Aim of the task ->
Below are entries; output exactly the lines from the one with "Target: man's beard" to the one with "the blue and", both included, and nothing else.

Records for this task ->
┄┄┄┄┄┄
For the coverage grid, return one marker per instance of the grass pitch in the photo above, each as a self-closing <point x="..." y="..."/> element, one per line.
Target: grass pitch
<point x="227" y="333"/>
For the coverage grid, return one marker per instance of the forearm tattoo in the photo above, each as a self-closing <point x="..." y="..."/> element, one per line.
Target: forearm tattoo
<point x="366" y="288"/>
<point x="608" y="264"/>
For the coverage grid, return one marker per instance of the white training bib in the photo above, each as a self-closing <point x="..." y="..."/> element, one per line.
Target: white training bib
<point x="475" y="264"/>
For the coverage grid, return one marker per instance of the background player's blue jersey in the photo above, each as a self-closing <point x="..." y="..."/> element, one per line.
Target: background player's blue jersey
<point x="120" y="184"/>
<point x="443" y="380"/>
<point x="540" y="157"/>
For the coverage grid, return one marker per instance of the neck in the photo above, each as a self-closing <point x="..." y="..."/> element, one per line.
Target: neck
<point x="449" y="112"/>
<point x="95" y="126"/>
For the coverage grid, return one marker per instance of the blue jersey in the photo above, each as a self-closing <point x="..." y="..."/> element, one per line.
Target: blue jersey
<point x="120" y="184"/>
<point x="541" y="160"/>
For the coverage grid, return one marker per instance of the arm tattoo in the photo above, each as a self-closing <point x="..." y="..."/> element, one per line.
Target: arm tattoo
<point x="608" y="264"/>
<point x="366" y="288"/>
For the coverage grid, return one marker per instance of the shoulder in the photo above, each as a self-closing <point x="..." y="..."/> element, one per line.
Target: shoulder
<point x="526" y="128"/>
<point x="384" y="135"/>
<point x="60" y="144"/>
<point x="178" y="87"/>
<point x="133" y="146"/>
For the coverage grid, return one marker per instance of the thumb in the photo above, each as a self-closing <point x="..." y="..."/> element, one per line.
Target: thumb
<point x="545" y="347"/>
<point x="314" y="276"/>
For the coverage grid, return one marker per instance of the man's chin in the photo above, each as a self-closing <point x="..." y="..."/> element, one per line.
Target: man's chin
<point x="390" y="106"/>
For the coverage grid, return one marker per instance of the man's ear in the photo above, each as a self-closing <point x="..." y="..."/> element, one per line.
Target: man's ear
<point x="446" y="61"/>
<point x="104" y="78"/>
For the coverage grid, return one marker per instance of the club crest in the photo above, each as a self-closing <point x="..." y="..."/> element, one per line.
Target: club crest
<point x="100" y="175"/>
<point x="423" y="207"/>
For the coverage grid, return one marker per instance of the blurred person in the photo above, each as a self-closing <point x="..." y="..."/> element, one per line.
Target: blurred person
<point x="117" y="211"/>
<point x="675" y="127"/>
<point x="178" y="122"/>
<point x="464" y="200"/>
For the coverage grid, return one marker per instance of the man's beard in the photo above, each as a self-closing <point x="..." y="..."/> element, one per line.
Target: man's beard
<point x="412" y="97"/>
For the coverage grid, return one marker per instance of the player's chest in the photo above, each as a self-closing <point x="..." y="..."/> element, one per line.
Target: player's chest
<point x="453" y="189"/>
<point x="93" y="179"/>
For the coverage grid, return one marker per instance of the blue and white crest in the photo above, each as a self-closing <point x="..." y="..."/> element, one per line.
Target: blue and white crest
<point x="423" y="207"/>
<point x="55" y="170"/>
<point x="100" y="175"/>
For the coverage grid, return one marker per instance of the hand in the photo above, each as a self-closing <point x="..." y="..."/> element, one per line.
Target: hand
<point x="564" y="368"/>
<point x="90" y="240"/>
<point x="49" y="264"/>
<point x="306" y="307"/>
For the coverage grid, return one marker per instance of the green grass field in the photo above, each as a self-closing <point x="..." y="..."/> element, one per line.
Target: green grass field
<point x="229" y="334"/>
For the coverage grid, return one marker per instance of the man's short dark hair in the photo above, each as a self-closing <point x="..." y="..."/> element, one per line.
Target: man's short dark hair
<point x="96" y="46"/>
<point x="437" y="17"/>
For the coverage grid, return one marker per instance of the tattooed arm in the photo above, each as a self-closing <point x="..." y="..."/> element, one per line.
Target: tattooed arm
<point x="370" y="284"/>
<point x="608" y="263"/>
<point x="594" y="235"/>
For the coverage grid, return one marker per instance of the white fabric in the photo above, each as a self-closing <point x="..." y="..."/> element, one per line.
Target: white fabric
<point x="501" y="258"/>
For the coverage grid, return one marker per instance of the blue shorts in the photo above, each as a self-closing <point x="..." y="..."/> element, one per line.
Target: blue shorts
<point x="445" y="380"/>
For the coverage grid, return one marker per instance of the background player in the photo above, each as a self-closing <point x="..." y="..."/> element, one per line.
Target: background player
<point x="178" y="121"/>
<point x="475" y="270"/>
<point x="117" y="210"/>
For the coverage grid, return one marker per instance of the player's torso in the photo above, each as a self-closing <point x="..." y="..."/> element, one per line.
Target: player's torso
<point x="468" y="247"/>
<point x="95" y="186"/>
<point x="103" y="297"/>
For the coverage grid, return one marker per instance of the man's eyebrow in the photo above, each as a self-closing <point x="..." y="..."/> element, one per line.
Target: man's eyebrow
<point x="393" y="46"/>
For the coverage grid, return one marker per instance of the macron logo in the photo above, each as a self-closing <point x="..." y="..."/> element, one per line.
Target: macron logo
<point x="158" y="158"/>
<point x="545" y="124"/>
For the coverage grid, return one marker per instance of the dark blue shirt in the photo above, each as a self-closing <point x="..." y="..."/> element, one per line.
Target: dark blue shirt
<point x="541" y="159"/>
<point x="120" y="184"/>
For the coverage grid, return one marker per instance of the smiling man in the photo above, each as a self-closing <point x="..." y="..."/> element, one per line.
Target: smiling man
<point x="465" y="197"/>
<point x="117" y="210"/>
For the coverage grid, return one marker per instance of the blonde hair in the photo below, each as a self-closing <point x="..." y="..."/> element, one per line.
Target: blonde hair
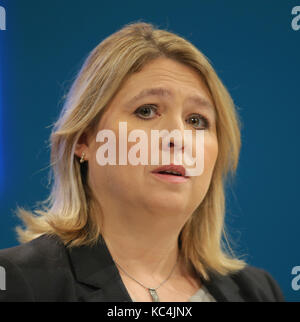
<point x="68" y="212"/>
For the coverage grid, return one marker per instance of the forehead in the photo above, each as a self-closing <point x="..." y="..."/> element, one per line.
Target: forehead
<point x="165" y="70"/>
<point x="165" y="78"/>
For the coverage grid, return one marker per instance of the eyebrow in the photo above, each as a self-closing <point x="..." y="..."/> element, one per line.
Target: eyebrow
<point x="163" y="92"/>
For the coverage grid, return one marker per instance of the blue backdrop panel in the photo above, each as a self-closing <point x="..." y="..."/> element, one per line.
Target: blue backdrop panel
<point x="253" y="48"/>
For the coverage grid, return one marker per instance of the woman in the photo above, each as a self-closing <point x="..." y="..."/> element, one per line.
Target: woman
<point x="130" y="232"/>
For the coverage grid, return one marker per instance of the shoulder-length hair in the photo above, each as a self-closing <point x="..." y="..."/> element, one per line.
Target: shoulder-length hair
<point x="68" y="212"/>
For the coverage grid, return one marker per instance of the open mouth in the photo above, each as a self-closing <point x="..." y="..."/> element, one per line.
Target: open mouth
<point x="177" y="172"/>
<point x="173" y="173"/>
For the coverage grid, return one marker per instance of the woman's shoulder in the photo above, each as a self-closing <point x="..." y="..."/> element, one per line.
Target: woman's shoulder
<point x="34" y="270"/>
<point x="43" y="248"/>
<point x="250" y="284"/>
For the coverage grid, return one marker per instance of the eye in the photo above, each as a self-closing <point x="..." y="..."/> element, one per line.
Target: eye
<point x="200" y="122"/>
<point x="146" y="112"/>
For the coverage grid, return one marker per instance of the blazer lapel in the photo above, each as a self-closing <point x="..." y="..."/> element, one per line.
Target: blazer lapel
<point x="94" y="266"/>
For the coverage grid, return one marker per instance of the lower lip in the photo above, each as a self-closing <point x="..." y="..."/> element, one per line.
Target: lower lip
<point x="170" y="178"/>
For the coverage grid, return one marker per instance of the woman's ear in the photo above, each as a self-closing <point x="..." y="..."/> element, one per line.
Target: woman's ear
<point x="82" y="146"/>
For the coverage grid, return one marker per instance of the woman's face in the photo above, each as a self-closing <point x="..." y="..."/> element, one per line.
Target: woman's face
<point x="167" y="106"/>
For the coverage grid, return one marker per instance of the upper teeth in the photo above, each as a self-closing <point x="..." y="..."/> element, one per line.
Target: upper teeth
┄┄┄┄┄┄
Written solution ->
Target: man's beard
<point x="412" y="97"/>
For the coverage grid, return one marker per instance of the player's chest in the photo above, each as a self-closing <point x="..." y="..."/> element, one per line.
Target: player's chest
<point x="453" y="189"/>
<point x="93" y="179"/>
For the coverage grid, return one marker per instance of the blue and white crest in the photo above, each as a self-closing <point x="..." y="..."/> element, one per line.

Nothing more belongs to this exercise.